-- Written task --
Render the data from the line with "Target = cow's neck" to the line with "x=319 y=329" as a two-column CSV headed text and answer, with one row per entry. Put each field in quotation marks and replace its line breaks with spaces, and leave out everything outside that range.

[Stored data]

--- start ---

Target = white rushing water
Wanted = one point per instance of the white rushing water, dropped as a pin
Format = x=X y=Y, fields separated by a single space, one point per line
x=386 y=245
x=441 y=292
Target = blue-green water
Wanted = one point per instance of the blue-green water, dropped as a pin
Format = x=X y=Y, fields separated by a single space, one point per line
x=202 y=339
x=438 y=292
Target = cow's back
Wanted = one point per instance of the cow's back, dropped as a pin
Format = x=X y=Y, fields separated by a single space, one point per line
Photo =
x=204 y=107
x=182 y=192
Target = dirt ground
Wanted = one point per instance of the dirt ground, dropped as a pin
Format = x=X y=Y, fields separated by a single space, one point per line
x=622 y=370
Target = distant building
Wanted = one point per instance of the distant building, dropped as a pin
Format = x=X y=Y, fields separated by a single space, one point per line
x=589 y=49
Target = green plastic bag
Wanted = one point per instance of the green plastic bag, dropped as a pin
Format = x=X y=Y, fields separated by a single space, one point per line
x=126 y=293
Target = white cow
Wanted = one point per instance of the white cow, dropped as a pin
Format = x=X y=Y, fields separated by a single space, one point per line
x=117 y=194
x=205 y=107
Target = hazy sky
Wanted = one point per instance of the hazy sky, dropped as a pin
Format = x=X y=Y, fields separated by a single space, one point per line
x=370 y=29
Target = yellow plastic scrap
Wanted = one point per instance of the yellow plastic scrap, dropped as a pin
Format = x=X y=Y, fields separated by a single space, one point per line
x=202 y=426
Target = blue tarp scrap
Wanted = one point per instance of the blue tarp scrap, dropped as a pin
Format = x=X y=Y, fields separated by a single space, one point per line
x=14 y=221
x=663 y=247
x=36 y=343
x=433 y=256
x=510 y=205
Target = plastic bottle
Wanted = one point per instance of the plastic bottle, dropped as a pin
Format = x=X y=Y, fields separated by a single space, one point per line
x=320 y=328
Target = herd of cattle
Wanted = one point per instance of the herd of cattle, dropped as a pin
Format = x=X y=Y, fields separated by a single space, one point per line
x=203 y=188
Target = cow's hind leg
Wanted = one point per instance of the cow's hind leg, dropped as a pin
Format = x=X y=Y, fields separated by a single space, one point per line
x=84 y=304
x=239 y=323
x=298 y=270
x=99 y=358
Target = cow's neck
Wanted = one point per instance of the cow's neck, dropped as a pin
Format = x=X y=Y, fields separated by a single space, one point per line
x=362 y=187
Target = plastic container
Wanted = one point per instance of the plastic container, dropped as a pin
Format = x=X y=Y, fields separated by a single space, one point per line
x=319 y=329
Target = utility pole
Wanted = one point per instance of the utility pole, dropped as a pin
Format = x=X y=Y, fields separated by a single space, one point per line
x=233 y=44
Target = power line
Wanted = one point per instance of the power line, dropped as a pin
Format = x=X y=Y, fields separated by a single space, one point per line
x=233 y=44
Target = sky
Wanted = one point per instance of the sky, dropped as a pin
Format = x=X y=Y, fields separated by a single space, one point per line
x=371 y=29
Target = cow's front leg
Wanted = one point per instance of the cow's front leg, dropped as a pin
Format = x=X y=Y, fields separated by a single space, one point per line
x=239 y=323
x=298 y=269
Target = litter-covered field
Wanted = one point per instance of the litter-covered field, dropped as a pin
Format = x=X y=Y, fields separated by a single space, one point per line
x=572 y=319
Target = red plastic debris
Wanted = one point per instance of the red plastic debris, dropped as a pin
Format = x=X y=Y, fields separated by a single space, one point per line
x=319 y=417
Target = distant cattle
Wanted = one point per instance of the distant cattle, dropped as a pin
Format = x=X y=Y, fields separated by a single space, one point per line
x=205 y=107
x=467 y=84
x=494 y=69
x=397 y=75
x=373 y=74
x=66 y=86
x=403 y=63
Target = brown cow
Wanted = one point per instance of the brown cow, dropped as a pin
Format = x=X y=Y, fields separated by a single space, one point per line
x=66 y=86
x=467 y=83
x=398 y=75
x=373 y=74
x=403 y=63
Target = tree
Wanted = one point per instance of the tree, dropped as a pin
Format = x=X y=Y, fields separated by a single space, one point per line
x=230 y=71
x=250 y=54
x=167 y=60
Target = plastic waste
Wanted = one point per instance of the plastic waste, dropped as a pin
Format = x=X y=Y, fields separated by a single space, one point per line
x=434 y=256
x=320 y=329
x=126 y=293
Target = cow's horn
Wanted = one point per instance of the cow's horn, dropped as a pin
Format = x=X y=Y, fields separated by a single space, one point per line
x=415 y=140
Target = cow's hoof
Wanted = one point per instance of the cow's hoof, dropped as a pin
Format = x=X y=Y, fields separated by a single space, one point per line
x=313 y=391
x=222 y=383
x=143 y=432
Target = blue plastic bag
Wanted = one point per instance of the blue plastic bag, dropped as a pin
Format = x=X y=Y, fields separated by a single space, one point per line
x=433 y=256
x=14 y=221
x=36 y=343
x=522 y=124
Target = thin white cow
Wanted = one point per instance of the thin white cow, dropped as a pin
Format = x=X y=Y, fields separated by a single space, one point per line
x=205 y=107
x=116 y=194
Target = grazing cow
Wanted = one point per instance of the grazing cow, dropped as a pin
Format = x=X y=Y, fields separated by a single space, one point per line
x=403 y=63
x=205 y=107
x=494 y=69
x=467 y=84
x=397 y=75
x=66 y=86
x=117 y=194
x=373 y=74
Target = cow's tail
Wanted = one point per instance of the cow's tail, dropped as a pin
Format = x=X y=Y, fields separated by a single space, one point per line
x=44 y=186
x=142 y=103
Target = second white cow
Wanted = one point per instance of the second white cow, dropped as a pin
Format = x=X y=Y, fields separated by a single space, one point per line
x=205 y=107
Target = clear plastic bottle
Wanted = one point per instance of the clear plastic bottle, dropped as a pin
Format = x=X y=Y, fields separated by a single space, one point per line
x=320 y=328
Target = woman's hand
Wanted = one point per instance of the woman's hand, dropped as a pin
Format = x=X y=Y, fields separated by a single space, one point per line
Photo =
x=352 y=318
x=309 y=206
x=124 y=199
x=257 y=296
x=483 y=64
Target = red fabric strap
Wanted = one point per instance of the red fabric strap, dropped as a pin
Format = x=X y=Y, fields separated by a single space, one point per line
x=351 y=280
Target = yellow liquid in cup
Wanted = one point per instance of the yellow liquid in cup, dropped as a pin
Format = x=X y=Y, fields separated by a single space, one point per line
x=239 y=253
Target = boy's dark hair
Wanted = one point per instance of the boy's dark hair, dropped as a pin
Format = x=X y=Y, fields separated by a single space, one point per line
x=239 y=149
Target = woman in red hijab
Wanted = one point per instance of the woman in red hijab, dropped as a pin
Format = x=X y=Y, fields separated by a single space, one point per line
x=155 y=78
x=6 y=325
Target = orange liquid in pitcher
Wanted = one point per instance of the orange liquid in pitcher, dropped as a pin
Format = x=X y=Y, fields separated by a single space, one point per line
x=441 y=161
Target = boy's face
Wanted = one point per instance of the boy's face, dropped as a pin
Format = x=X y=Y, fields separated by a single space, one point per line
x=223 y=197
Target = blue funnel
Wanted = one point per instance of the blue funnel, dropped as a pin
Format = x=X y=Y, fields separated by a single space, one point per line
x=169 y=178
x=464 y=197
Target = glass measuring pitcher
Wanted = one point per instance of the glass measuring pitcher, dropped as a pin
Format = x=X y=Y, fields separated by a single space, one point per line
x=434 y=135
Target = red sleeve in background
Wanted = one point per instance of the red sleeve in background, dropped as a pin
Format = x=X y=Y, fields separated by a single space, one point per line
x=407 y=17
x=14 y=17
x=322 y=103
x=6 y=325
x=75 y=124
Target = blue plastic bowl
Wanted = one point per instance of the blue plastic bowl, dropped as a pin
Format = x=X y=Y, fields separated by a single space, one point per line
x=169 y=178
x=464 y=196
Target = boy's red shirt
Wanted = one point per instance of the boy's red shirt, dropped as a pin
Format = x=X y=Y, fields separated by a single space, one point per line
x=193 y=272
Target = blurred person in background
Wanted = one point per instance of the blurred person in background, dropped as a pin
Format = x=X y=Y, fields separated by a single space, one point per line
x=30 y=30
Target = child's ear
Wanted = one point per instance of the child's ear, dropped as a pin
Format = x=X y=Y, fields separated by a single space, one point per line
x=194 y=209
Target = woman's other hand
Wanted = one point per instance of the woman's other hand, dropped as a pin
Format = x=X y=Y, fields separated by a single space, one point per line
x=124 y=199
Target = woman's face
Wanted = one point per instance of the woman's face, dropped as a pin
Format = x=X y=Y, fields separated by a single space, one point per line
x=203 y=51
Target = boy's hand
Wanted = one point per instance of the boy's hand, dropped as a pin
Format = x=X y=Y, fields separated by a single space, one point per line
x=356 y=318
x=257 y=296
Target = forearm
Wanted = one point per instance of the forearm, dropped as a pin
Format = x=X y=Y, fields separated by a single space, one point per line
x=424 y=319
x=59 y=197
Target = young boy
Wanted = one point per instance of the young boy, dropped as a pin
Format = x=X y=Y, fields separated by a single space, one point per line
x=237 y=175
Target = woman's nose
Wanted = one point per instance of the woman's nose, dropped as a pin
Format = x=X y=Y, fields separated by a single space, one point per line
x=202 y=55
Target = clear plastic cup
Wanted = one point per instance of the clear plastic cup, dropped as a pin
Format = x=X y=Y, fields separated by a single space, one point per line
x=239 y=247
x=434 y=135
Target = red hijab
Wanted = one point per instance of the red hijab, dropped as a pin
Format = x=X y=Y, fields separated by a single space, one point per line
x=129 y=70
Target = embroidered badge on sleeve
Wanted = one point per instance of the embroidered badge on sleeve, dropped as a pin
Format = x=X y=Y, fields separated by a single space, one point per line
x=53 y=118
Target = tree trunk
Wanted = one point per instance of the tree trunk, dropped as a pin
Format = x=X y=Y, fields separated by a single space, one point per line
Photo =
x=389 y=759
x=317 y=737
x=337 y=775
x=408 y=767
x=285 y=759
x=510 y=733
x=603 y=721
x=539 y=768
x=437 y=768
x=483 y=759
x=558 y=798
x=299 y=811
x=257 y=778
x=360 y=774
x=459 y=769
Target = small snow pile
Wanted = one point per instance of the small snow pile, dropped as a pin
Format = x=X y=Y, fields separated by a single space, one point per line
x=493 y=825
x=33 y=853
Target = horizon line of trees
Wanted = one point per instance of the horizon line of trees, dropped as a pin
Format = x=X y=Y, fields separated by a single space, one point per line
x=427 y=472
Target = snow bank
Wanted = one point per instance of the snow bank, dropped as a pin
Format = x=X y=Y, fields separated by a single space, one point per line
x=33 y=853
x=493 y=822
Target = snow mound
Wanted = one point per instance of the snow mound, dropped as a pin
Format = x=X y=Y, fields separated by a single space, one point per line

--- end ---

-- Solution below --
text,answer
"Target = cow's neck Wanted = one point per instance of the cow's neck, dropped as a pin Format = x=X y=Y, fields separated by a single space, one point per line","x=362 y=187"
"Target = plastic container Wanted = one point per instance of the plastic container, dropped as a pin Format = x=X y=Y, fields separated by a single space, one point per line","x=319 y=329"